** Items listed in a dataset **
────────────────────────────────────────
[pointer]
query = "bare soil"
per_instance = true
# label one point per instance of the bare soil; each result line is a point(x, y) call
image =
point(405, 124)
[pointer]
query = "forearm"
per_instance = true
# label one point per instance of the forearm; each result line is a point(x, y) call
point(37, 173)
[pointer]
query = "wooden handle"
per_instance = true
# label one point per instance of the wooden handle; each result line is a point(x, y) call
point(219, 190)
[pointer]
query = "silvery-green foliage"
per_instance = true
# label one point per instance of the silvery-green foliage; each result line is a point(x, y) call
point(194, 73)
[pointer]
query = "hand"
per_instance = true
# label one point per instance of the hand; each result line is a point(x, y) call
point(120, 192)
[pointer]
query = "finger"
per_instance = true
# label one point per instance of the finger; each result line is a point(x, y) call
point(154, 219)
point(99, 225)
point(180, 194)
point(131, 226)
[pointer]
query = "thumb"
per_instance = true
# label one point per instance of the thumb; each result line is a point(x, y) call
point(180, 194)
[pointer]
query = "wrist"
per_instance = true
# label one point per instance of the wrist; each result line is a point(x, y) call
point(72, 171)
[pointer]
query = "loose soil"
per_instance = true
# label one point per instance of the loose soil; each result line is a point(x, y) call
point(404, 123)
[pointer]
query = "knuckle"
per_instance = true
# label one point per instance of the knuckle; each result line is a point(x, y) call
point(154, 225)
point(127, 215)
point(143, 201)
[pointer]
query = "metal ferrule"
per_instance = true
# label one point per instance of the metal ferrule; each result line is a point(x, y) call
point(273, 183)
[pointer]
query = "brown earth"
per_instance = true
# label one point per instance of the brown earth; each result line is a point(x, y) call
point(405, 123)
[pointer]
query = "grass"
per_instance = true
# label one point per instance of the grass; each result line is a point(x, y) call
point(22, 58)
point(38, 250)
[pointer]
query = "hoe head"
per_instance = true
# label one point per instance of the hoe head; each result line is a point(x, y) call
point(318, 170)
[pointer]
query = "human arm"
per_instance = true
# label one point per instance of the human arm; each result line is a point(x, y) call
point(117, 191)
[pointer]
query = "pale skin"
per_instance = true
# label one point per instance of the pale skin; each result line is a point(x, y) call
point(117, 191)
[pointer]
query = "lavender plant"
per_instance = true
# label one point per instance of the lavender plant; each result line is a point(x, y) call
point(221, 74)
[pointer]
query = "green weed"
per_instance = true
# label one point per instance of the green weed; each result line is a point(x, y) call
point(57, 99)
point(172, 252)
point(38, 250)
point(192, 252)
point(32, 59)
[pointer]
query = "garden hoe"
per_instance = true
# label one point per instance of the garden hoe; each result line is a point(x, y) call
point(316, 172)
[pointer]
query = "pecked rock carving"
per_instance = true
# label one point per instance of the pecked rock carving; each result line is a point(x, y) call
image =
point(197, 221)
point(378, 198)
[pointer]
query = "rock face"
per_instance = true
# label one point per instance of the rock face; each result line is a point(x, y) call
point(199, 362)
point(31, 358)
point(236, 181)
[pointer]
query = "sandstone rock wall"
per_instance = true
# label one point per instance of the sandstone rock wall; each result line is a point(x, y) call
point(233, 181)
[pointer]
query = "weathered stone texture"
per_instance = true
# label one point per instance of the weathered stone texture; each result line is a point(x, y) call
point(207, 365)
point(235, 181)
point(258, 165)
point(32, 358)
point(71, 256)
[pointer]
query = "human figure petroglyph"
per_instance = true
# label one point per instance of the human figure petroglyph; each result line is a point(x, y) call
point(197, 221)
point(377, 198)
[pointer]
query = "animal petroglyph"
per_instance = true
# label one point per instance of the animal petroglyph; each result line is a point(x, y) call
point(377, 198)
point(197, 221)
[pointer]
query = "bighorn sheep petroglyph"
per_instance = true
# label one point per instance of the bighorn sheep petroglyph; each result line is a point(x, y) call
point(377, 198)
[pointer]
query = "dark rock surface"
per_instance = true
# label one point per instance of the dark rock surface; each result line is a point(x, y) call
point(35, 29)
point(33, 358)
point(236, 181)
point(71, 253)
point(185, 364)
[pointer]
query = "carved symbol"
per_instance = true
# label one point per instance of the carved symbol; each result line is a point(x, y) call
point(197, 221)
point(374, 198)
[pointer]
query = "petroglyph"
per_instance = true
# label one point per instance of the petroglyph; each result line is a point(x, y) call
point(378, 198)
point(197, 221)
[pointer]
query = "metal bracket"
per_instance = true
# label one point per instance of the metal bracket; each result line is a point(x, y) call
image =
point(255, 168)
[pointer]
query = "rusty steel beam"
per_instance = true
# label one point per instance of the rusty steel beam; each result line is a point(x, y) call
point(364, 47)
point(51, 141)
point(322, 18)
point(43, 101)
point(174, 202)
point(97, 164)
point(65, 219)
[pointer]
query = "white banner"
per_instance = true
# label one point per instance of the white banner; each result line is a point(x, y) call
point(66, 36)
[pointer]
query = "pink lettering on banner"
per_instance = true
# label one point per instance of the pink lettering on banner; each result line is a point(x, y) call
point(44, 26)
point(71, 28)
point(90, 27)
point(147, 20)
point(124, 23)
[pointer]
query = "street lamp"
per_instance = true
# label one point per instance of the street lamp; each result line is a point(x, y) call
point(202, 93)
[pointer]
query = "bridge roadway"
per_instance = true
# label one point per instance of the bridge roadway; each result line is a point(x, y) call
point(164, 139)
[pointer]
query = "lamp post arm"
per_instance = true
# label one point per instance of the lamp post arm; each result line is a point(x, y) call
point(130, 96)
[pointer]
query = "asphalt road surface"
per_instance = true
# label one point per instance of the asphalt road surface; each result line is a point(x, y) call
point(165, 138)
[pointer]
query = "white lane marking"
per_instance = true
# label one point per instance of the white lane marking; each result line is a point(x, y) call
────────────────────────────────────────
** TASK TO CARRY OUT **
Recast every line of the data above as a numbered list, leaving out any blank lines.

** TASK OUTPUT **
1. [pointer]
2. query = "bare soil"
3. per_instance = true
4. # label one point per instance of the bare soil; each result line is a point(x, y) call
5. image =
6. point(405, 124)
7. [pointer]
8. query = "forearm"
9. per_instance = true
10. # label one point per instance of the forearm; each result line is a point(x, y) call
11. point(37, 173)
12. [pointer]
13. query = "wooden handle"
14. per_instance = true
15. # label one point per instance of the wooden handle; each result line is a point(x, y) call
16. point(219, 190)
17. [pointer]
18. query = "silvery-green foliage"
19. per_instance = true
20. # label one point per instance of the silvery-green foliage; each result line is a point(x, y) call
21. point(194, 73)
22. [pointer]
23. query = "hand"
24. per_instance = true
25. # label one point per instance of the hand; each result line is a point(x, y) call
26. point(120, 192)
27. [pointer]
28. query = "finger"
29. per_instance = true
30. # label one point per instance of the finger; each result line is a point(x, y) call
31. point(154, 219)
32. point(99, 225)
33. point(180, 194)
34. point(131, 226)
35. [pointer]
36. query = "thumb"
37. per_instance = true
38. # label one point per instance of the thumb; each result line is a point(x, y) call
39. point(180, 194)
40. [pointer]
41. query = "wrist"
42. per_instance = true
43. # label one point per instance of the wrist; each result line is a point(x, y) call
44. point(72, 171)
45. [pointer]
46. query = "loose soil"
47. per_instance = true
48. # label one point per instance of the loose soil; each result line is a point(x, y) call
49. point(404, 123)
50. [pointer]
51. query = "knuckle"
52. per_instance = true
53. # label one point per instance of the knuckle; each result line is a point(x, y) call
54. point(154, 225)
55. point(127, 215)
56. point(143, 201)
57. [pointer]
58. query = "metal ferrule"
59. per_instance = true
60. # label one point per instance of the metal ferrule; each result line is a point(x, y) call
61. point(273, 183)
62. [pointer]
63. query = "brown earth"
64. per_instance = true
65. # label one point per instance of the brown earth; each result line is a point(x, y) call
66. point(405, 123)
67. [pointer]
68. query = "grass"
69. per_instance = true
70. # label one point per instance of the grass; each result line is a point(x, y) call
71. point(22, 58)
72. point(38, 250)
73. [pointer]
74. query = "hoe head"
75. per_instance = true
76. # label one point per instance of the hoe head; each result line is a point(x, y) call
77. point(318, 170)
78. [pointer]
79. query = "human arm"
80. per_instance = true
81. # label one point per instance of the human arm; each result line is a point(x, y) call
82. point(117, 191)
83. [pointer]
84. query = "pale skin"
85. per_instance = true
86. # label one point per instance of the pale skin; each result line is a point(x, y) call
87. point(117, 191)
88. [pointer]
89. query = "lavender plant"
90. per_instance = true
91. # label one point per instance of the lavender plant; each result line is a point(x, y) call
92. point(221, 74)
93. [pointer]
94. query = "green weed"
95. per_instance = true
96. # label one point per instance of the green weed; each result line is a point(x, y) call
97. point(57, 99)
98. point(172, 252)
99. point(38, 250)
100. point(192, 252)
101. point(32, 59)
102. [pointer]
103. query = "garden hoe"
104. per_instance = true
105. # label one point per instance of the garden hoe; each result line is a point(x, y) call
106. point(316, 172)
107. [pointer]
108. query = "pecked rock carving"
109. per_instance = true
110. # label one point per instance of the pecked rock carving; each result line is a point(x, y) call
111. image =
112. point(197, 221)
113. point(378, 198)
114. [pointer]
115. query = "rock face"
116. per_instance = true
117. # label one point per instance of the rock face; each result line is a point(x, y) call
118. point(199, 362)
119. point(31, 358)
120. point(236, 181)
121. [pointer]
122. query = "sandstone rock wall"
123. per_instance = true
124. # label one point per instance of the sandstone rock wall; each result line is a point(x, y) call
125. point(233, 181)
126. [pointer]
127. query = "weathered stone texture"
128. per_instance = true
129. # label one point per instance of the weathered stone texture; each result line is a point(x, y) call
130. point(207, 365)
131. point(235, 181)
132. point(258, 165)
133. point(32, 358)
134. point(71, 256)
135. [pointer]
136. query = "human figure petroglyph"
137. per_instance = true
138. # label one point per instance of the human figure petroglyph; each result line is a point(x, y) call
139. point(197, 221)
140. point(377, 198)
141. [pointer]
142. query = "animal petroglyph"
143. per_instance = true
144. # label one point per instance of the animal petroglyph; each result line is a point(x, y) call
145. point(377, 198)
146. point(197, 221)
147. [pointer]
148. query = "bighorn sheep petroglyph"
149. per_instance = true
150. # label one point per instance of the bighorn sheep petroglyph; each result line is a point(x, y) call
151. point(377, 198)
152. [pointer]
153. query = "dark rock surface"
154. per_instance = true
155. # label one point per instance of the dark rock surface; each result line is a point(x, y) call
156. point(35, 29)
157. point(33, 358)
158. point(236, 181)
159. point(71, 253)
160. point(185, 364)
161. [pointer]
162. query = "carved symbol"
163. per_instance = true
164. # label one point per instance of the carved symbol; each result line is a point(x, y) call
165. point(197, 221)
166. point(374, 198)
167. [pointer]
168. query = "petroglyph"
169. per_instance = true
170. # label one point per instance of the petroglyph; each result line is a point(x, y) call
171. point(378, 198)
172. point(197, 221)
173. [pointer]
174. query = "metal bracket"
175. per_instance = true
176. # label one point per instance of the metal bracket; each result line is a point(x, y) call
177. image =
178. point(255, 168)
179. [pointer]
180. query = "rusty steel beam"
181. per_instance = true
182. # label one point per instance of the rusty steel beam; each result line is a point(x, y) call
183. point(364, 47)
184. point(51, 141)
185. point(322, 18)
186. point(43, 101)
187. point(174, 202)
188. point(97, 164)
189. point(65, 219)
190. [pointer]
191. query = "white banner"
192. per_instance = true
193. # label one point per instance of the white banner; each result line is a point(x, y) call
194. point(66, 36)
195. [pointer]
196. query = "pink lettering on banner"
197. per_instance = true
198. # label one point per instance of the pink lettering on banner; each result line is a point(x, y) call
199. point(44, 26)
200. point(71, 28)
201. point(90, 27)
202. point(147, 20)
203. point(124, 23)
204. [pointer]
205. query = "street lamp"
206. per_instance = true
207. # label one point per instance of the street lamp; each result line is a point(x, y) call
208. point(202, 93)
209. [pointer]
210. query = "bridge roadway"
211. per_instance = true
212. # label one point per instance of the bridge roadway; each result line is a point(x, y) call
213. point(164, 139)
214. [pointer]
215. query = "lamp post arm"
216. per_instance = true
217. # label one point per instance of the lamp post arm; each result line is a point(x, y) call
218. point(130, 96)
219. [pointer]
220. query = "asphalt road surface"
221. per_instance = true
222. # label one point per instance of the asphalt road surface; each result line is a point(x, y) call
223. point(165, 138)
224. [pointer]
225. query = "white lane marking"
226. per_instance = true
227. # label one point per instance of the white lane marking; each result line is a point(x, y) call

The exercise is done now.